## WORK TO COMPLETE
1. In the passage on choosing programming tools, which four web development technologies did the author decide to cover in a long series of columns?
2. Condense the paragraph of the passage on choosing programming tools that begins "Until only a few years ago" into a single shorter sentence that keeps its main facts.
3. Write the next part of the passage on choosing programming tools, picking up after its final sentence.

## SOURCE PASSAGE
Choosing Tools
If someone asked you to name the best car on the market, you'd probably tell them the answer depends on who will use the car. After all, a family of eight living in Manhattan probably needs a different type of vehicle from a single hacker living in rural North Dakota. The same is true for programming languages and development toolkits. Each has its place and is appropriate for solving different sorts of problems.
Although this might seem obvious, many programmers believe the language or toolkit they use is so good it should be used to solve all problems, all of the time. As the old saying goes, if your only tool is a hammer, every problem looks like a nail. No programming language is the best fit for all problems, which is why experienced programmers know and use a variety of languages and constantly are learning new ones.
Until only a few years ago, programmers were largely concerned with optimizing their programs for speed and memory usage. After all, processors were relatively slow, and RAM was fairly expensive, so any program that didn't try to squeeze the most out of the hardware was seen as bloatware.
Today, however, we are blessed with cheap, fast computers and cheap, plentiful RAM. This means that software engineers can and should use languages that encourage rapid development and long-term program maintenance. I'm not against optimizing programs for speed or memory usage, but they are less important than creating stable, maintainable software quickly and easily.
About two years ago, I decided I would devote a long series of columns to four basic web development technologies: mod_perl/Mason, J2EE, Zope and OpenACS. These technologies are not only interesting and useful but thought-provoking as well, providing new perspectives and ideas for web developers. And although occasional arguments arise among these communities about which product is superior, the fact is that each tries to solve a slightly different type of problem.
This month, we take some time to summarize the ideas and frameworks that we've explored over the last few years. I don't expect that everyone reading my column will jump to use all of the technologies I name here; however, I do hope to provide even the most die-hard aficionados with some food for thought.

(Stored data entries)
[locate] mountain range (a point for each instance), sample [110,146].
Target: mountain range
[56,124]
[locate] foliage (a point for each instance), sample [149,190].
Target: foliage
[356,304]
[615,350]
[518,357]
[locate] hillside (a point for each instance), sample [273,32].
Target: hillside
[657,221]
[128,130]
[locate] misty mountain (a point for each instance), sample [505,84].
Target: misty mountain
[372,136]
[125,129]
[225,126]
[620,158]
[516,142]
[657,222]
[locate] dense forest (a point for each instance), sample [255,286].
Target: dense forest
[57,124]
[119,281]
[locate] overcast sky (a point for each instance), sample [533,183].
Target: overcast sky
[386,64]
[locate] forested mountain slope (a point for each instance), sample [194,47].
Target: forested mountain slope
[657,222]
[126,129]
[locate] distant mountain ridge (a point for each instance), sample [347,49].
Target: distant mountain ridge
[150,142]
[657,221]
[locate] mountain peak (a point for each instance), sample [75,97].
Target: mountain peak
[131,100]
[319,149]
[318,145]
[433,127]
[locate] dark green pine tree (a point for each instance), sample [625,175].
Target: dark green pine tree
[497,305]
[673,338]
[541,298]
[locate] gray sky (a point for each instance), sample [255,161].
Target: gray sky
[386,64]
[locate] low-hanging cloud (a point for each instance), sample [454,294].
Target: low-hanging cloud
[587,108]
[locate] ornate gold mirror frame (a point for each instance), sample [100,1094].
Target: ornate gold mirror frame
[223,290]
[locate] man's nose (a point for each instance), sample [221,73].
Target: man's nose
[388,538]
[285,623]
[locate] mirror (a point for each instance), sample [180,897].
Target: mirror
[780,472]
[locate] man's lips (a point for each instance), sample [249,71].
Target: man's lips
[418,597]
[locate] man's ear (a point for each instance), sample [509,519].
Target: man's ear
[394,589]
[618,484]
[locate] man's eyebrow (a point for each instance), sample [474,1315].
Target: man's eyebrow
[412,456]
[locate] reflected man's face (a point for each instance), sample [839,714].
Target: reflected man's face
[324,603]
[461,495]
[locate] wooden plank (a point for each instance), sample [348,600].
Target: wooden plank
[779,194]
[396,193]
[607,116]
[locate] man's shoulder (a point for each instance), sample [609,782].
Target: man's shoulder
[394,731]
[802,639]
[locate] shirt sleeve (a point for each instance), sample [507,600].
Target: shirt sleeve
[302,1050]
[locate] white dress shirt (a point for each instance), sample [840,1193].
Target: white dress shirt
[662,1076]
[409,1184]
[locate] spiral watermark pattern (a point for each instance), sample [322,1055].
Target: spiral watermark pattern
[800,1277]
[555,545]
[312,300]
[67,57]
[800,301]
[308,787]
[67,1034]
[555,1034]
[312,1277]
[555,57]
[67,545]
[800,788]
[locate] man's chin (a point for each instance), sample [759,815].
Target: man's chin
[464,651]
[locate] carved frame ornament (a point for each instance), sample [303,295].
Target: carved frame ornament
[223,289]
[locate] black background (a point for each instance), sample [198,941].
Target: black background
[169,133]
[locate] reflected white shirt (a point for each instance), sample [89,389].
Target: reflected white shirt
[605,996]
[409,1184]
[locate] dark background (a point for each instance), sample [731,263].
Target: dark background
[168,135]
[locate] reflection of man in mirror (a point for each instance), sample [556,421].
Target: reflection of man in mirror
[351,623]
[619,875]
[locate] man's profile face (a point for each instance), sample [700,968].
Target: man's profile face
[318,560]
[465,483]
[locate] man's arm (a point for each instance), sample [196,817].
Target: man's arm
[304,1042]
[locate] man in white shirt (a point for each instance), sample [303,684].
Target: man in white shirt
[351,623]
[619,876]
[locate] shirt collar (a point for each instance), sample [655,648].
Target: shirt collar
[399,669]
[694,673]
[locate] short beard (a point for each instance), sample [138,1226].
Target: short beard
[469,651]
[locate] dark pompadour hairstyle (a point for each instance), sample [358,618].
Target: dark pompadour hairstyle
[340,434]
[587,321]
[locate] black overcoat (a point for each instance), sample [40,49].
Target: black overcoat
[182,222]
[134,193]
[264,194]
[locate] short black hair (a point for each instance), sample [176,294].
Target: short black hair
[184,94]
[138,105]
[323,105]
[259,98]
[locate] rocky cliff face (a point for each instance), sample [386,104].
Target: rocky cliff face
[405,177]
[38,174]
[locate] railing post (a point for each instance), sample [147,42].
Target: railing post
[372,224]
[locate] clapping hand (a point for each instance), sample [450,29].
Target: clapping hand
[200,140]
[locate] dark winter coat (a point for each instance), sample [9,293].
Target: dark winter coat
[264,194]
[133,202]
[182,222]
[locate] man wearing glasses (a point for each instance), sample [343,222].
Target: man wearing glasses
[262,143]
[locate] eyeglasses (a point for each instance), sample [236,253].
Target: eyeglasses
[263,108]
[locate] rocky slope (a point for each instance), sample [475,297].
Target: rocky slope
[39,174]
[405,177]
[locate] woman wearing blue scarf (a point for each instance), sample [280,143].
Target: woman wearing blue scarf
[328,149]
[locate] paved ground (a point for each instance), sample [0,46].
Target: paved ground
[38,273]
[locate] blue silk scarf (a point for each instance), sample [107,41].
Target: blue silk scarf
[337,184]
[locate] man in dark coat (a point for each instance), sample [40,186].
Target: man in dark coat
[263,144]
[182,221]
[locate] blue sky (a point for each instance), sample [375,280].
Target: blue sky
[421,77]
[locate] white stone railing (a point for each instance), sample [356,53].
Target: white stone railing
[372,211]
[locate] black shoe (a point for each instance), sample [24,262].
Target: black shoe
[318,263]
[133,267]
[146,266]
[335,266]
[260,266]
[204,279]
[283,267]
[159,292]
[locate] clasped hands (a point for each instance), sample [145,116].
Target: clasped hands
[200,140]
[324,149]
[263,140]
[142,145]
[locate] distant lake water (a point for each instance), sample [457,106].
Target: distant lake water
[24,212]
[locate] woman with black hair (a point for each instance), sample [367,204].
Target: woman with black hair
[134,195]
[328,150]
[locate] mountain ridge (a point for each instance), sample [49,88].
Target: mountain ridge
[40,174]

## SOLVED PROBLEMS
1. mod_perl/Mason, J2EE, Zope and OpenACS.

2. Until recently, programmers focused mainly on optimizing programs for speed and memory, because processors were slow and RAM was expensive, and any program that failed to get the most from the hardware was considered bloatware.

3.
Apache is deservedly one of the poster children of the Open Source movement. It is reliable, highly configurable, well documented, stable and extensible. You can do amazing things with Apache and can customize it in any number of ways to fit your needs. If you are writing a web application that must execute as quickly as possible, you can write a new module in C that seamlessly hooks into Apache.
Although C programs execute quickly and Apache libraries (now known as the Apache Portable Runtime) provide a great deal of useful infrastructure and support for module authors, development in C is slower and more prone to bugs than working with a high-level language such as Perl or Python. So it shouldn't come as any surprise that there are Apache modules that embed these languages inside of the Apache server. mod_perl allows you to write Apache modules in Perl, rather than C, giving you nearly unlimited control over your server with all of the speed and flexibility of Perl.
And indeed, mod_perl comes to mind whenever someone asks me to create a high-performance web application, particularly one that involves text processing or a relational database. I could write the module in C, but why bother? There are times when it makes sense to code in C, but I've generally found mod_perl to be fast enough for even high-powered applications.
Of course, the wonder of mod_perl diminishes somewhat when graphic designers enter the scene. Designers have no interest in modifying program code whenever they want to change the style (or content) on a given page, and giving them access to the source code of Perl modules is asking for trouble. Thus, dozens of different templating systems are available, each of which allows you to mix Perl and HTML in a slightly different way. One of the most popular is Mason, which has been used on a large number of heavy-duty publishing sites for years.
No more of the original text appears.